• _Set problem_:
Print the rows below exactly as they appear, from the line containing "Objective — for the sleeve" through the line containing "(1148, 435)", both included, and nothing else.

─── Provided records

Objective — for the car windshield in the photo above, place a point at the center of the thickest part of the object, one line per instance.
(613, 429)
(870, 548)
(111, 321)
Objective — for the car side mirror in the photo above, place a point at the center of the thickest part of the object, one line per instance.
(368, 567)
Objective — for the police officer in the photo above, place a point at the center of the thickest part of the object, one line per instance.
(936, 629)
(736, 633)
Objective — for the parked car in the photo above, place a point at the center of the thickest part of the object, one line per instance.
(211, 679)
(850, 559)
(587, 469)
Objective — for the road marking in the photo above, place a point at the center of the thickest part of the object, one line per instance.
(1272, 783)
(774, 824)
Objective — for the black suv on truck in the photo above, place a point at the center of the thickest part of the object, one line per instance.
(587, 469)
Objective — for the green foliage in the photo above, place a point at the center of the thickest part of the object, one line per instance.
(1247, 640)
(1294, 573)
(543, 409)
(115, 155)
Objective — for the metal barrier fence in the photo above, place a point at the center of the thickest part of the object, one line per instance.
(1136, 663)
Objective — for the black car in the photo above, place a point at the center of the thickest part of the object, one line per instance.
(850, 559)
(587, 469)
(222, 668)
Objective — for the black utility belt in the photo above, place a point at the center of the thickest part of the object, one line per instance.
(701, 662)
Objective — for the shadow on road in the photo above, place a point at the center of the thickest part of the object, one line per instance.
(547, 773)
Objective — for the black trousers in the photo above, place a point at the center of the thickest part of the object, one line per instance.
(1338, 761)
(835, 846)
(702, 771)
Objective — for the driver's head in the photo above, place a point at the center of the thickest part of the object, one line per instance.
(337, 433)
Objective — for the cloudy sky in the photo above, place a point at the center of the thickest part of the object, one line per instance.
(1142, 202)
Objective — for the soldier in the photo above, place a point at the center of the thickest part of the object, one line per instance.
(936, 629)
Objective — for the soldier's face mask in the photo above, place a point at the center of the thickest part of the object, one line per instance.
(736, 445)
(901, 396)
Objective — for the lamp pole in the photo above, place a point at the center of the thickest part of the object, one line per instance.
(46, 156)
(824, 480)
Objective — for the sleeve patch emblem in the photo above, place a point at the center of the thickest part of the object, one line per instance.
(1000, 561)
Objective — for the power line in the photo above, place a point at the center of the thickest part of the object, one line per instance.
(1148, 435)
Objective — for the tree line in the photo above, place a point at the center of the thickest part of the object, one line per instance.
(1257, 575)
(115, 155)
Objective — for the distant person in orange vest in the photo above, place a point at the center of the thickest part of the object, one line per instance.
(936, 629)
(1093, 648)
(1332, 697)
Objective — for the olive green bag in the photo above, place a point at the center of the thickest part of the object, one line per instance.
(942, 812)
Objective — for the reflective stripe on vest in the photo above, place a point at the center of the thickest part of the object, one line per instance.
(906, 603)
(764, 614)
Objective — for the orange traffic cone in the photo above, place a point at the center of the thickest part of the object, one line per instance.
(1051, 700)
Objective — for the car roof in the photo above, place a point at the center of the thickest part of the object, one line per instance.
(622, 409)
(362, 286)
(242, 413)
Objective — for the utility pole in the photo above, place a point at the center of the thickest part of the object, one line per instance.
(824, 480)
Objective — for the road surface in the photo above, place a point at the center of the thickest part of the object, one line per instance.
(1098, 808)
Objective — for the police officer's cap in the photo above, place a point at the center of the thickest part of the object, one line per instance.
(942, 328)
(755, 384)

──────

• _Answer to the task_:
Objective — for the sleeve patch emblem in the photo above, place a point at the center of the thickest part of the object, one line per instance.
(1000, 561)
Objective — for the power line in the photo above, place a point at the center of the thickest part of the object, one line per instance.
(1148, 435)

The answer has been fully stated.